(Collected data)

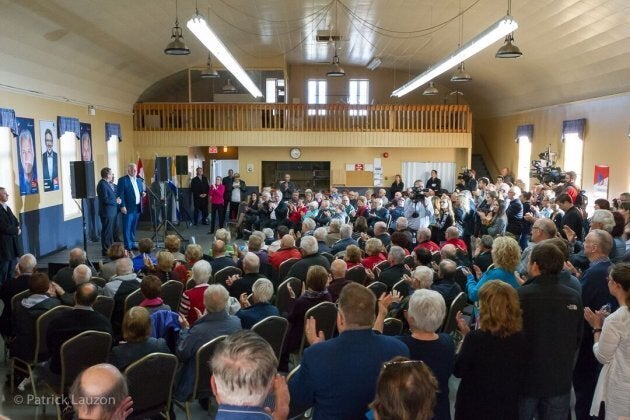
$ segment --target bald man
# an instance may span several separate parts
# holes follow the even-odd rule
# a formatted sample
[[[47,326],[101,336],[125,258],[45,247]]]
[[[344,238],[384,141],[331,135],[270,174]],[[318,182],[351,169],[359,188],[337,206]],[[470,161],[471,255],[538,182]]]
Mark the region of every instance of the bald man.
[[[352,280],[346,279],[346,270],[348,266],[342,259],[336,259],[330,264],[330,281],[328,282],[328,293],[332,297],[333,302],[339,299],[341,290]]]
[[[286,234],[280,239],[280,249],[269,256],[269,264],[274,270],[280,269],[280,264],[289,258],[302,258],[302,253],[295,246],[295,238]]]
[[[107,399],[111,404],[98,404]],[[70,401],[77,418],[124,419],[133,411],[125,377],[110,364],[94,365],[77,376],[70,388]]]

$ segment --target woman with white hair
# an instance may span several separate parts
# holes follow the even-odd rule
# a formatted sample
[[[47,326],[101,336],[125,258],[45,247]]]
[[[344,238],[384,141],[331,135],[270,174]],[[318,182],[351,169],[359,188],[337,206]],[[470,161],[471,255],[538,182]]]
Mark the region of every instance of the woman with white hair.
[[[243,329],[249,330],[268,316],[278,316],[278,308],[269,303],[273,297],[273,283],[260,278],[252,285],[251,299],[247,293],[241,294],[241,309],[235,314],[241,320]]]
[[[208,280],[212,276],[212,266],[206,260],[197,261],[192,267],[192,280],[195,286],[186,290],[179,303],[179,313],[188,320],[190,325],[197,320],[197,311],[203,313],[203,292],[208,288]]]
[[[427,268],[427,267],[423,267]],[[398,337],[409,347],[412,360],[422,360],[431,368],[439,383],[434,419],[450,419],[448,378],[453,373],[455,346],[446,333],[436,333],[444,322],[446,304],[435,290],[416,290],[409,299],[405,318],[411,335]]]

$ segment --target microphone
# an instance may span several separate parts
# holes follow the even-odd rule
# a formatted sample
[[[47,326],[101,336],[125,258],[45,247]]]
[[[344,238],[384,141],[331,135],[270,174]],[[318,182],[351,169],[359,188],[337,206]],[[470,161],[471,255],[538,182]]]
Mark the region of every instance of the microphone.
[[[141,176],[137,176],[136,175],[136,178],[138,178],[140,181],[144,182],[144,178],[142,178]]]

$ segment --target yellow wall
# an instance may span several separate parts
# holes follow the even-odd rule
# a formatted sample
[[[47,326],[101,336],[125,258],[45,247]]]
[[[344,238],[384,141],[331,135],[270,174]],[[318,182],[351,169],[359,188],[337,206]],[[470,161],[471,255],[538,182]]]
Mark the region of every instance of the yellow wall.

* * *

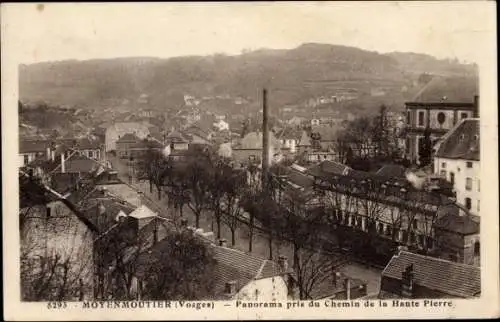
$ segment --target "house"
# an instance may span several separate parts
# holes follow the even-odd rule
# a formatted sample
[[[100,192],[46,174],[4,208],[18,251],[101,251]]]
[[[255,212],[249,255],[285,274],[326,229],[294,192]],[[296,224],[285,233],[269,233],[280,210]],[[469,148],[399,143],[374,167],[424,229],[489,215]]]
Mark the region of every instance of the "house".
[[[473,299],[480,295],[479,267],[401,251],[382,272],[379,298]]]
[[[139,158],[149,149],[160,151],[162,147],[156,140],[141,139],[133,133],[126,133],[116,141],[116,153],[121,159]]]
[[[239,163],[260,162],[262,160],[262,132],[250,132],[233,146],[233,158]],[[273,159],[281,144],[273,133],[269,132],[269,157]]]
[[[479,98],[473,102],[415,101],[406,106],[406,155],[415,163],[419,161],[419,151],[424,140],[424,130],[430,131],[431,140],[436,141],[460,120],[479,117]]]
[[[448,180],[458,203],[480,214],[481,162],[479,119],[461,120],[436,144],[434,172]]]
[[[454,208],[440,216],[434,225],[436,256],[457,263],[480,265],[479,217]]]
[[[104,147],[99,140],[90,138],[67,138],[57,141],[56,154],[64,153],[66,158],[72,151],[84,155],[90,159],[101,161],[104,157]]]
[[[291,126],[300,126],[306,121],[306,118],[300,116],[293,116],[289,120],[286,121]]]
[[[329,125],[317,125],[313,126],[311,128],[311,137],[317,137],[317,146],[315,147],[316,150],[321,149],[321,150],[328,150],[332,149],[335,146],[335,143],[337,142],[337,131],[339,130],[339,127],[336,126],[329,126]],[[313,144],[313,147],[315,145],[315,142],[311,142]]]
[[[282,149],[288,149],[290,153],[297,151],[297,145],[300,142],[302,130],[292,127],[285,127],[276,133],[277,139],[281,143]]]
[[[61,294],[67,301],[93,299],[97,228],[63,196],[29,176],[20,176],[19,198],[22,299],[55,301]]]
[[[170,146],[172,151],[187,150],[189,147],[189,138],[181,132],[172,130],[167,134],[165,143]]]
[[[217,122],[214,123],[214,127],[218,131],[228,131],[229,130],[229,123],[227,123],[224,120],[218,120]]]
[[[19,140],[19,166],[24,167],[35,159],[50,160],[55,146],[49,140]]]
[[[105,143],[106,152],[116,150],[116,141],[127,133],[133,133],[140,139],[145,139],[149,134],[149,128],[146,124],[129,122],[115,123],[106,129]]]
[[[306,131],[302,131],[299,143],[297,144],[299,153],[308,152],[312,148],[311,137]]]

= PROBLEM STATEMENT =
Please find every line in the records above that holds the word "segment" and copy it.

= ANSWER SECTION =
$ segment --target bald man
$ segment --target woman with white hair
$ segment --target microphone
$ segment --target yellow wall
$ segment --target "house"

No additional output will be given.